*Given data*
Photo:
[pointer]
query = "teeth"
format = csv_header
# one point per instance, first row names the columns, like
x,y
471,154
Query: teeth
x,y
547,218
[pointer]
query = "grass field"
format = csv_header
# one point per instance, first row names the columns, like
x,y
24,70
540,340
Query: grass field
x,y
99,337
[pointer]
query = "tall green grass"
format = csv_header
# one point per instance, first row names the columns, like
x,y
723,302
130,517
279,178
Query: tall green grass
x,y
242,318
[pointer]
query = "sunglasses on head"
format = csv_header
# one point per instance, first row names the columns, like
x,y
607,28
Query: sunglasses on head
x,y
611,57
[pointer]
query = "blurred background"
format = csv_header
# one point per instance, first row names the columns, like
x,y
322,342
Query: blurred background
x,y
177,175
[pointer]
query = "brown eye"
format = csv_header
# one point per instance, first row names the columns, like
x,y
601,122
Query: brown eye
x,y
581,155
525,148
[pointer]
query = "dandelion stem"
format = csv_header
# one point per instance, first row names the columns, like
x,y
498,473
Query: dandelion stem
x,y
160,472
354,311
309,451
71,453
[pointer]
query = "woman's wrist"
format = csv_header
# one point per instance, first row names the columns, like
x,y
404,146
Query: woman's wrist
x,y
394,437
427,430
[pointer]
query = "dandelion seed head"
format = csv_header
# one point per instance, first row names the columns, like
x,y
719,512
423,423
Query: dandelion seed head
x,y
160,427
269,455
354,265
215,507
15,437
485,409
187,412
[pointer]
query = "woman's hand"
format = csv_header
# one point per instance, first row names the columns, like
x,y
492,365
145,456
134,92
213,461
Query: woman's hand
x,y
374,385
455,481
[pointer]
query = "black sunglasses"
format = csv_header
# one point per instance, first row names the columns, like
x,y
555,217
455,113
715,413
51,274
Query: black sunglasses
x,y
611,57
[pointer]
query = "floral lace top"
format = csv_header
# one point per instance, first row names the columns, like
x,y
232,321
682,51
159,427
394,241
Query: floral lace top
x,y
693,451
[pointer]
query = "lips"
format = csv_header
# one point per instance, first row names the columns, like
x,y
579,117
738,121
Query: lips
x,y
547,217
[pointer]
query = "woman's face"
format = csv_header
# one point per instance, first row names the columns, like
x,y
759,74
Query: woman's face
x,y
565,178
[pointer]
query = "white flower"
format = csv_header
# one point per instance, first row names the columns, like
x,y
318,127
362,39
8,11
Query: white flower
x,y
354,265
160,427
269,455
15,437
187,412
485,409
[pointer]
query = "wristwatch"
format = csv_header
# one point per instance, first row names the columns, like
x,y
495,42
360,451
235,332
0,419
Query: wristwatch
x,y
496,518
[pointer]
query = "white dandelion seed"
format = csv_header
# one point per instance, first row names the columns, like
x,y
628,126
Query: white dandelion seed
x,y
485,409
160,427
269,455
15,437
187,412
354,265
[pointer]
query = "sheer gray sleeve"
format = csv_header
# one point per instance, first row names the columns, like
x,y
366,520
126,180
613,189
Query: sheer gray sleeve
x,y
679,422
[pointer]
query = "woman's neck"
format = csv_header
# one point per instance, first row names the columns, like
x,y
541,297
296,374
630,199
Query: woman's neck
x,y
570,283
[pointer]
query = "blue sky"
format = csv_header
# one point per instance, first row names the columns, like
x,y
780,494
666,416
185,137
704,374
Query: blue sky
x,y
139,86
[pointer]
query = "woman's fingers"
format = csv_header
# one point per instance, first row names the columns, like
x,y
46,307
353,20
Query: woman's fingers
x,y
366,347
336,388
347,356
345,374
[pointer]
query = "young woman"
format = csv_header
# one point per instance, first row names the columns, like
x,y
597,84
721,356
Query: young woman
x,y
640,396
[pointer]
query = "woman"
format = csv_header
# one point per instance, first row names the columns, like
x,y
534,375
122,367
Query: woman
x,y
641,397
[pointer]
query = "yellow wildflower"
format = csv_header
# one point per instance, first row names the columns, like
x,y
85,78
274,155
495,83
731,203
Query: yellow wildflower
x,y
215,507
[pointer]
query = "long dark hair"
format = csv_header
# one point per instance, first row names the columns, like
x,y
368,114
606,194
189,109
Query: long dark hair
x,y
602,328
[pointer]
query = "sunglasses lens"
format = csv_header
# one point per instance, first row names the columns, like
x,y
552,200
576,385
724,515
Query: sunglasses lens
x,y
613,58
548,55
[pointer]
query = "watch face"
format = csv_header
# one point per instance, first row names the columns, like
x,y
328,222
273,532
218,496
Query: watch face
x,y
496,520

*Problem description*
Count the lines in the rows above that contain the string "sleeve". Reply with only the number.

*The answer*
2